+++ SOURCE PASSAGE +++
How Often Should I Take My Cat To The Vet?

We always want our cats to stay healthy and strong all the time no doubt, so the question is “how often should you take your cat to the vet?”. There’s been rumors here and there that cats don’t have to be checked up on as often as dogs do, but that’s a myth. 

People have this misconception because they think that indoor cats are far healthier compared to cats who strictly reside outdoors. While this may be true to some extent, however, we mustn’t ignore the fact that our indoor feline companions need to have their regular doses of vaccines and other treatments. 

Without further ado, this blog is here to answer the question on “how often should you bring your cat to the vet”, along with other questions like “why do some owners not take their cats to the vet”, “why should you take your cat to the vet”, “what are the specific medical issues of indoor cats”, and “other concerns as to why you should bring your cat to the vet”. 

Here’s How Often You Should Bring Your Cat To The Vet:

It depends on the age and needs of the cat, refer to the list below:

  • Kitten Care. A kitten less than 4 months old should have monthly visits to the vet
  • Adult Care. Take your adult cat to the vet at least once a year for their annual check-ups, dental and vaccine care. 
  • Elder Care. For cats aged seven and up, they need at least two visits to the vet in a year. 

We’ll have a more in-depth discussion regarding this list as you read along. 

Why Do Some Owners Not Take Their Cats to the Vet?

You may not believe this, but some cat owners think twice before sending their beloved cats to the vet and here’s why:

Cost 

It can be difficult and overwhelming for some to allot a budget for the vet care of their cats because we are all well aware that these can be pricey. However, it’s actually better to take your cat to the vet as often as needed. Why? Because as soon as you get the preventive care for your cats, the cheaper it’s going to be compared to treating an illness or disease that’s already there. 

It’s far less costly to catch and treat a disease at an early stage rather than its advanced stage. 

Indoor Only Cats

This has got to be the most common reason as to why cat owners don’t bring their cats to the vet at all. Some owners argue that their cats mainly reside indoors so there’s no way they can get sick or injured. Compared to cats that live in the streets, indoor cats are less likely to be exposed to illnesses and parasites. 

This may be true but only to an extent because you still need to take your cat to the vet for their vaccinations and treatments that prevent parasites from infesting on them.
+++ DATA SHOWN +++
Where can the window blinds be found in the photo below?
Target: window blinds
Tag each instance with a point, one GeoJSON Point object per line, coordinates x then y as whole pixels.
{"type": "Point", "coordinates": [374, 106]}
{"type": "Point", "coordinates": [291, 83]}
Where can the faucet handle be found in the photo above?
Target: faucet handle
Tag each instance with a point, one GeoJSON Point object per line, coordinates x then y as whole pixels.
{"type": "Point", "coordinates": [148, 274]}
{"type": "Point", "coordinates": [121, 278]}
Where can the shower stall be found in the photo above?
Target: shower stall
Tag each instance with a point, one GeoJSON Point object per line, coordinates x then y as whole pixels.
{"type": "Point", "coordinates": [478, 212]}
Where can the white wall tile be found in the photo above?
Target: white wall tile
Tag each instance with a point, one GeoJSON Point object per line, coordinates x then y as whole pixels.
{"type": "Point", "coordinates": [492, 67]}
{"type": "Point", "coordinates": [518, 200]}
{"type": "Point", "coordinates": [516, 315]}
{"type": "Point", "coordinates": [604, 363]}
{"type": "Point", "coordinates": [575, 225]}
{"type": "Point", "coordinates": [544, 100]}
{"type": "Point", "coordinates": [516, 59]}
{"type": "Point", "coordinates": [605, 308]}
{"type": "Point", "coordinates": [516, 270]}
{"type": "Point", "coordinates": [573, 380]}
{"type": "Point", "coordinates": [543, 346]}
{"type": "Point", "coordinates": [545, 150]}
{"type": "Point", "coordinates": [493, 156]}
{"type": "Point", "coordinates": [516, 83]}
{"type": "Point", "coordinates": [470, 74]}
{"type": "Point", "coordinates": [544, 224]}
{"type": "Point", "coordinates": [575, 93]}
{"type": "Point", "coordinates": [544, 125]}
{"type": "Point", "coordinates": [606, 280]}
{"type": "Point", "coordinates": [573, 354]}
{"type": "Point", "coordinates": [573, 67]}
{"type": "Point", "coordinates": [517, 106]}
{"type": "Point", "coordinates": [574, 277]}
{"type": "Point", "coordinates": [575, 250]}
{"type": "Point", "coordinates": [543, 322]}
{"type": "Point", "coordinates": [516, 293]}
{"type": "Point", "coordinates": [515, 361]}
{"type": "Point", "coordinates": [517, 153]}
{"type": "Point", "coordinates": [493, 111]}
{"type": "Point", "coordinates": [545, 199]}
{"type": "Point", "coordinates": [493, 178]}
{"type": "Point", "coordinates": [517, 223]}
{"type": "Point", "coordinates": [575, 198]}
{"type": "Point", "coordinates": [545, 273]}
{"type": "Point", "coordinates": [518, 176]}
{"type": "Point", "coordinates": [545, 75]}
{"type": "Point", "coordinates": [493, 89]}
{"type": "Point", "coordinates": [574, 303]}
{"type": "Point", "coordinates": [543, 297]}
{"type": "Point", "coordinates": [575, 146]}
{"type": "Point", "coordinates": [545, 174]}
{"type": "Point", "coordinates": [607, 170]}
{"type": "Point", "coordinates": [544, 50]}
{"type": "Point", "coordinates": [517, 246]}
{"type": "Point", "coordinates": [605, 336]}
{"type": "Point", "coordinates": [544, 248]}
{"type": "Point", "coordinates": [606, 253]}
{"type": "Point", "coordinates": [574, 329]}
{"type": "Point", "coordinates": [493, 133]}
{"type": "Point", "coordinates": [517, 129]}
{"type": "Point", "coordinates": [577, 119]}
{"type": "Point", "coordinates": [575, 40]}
+++
TASK REQUIREMENTS:
#1 Reproduce the cat vet article word for word, from "Here’s How Often" to "vet in a year.", inclusive.
#2 Write the next part of the cat vet article, picking up right after its final sentence.
The entries come from a separate source unrelated to the cat vet article.

RESULTS:
#1
Here’s How Often You Should Bring Your Cat To The Vet:

It depends on the age and needs of the cat, refer to the list below:

  • Kitten Care. A kitten less than 4 months old should have monthly visits to the vet
  • Adult Care. Take your adult cat to the vet at least once a year for their annual check-ups, dental and vaccine care. 
  • Elder Care. For cats aged seven and up, they need at least two visits to the vet in a year.

#2
No Signs of Illnesses or Injuries

Owners don’t think they should take their cats to the vet because first of all, they don’t see anything physically wrong with their cat and they’re not seeing signs of any illness or injury. Big cats in the wild that get sick are prone to being easy targets for other predators, so that’s why they hide any signs of being sick and weak. 

So therefore, cats have evolved into this habit of not showing any signs of being sick. This is all the more reason as to why you should have your cat regularly checked-up at the vet as much as needed. 

Too Difficult to Transport

Cats aren’t a big fan of car rides. A lot of owners struggle to even put their cats inside carriers and that stresses both the owner and the cat out. Not to mention the car ride itself. Then there’s the problem where your fur baby will ignore you for a week right after you bring him home. 

Not Due for Vaccines 

Vaccinations are now being scheduled every three years or less. That makes cat owners lenient when it comes to taking their companions to the vet. Sadly, this results in only taking the cat to the vet every three years. 

Why Should You Take Your Cat to the Vet?

With the numerous reasons mentioned above, here are some “motivations” for you cat owners as to why you should bring your feline companions to the vet:

Weight Evaluation and Nutrition Advice

Indoor cats have the tendency to become overweight. This may lead to various health concerns such as diabetes, heart disease, and problems with the joints. Not every cat owner is aware of how much to feed their cats, how to properly exercise them, or to determine if their cat is already overweight. 

So a visit to the vet will surely do you and your cat some good since the veterinarians are able to identify the signs that dictate whether your cat is overweight or not and they’ll also give you counseling as well.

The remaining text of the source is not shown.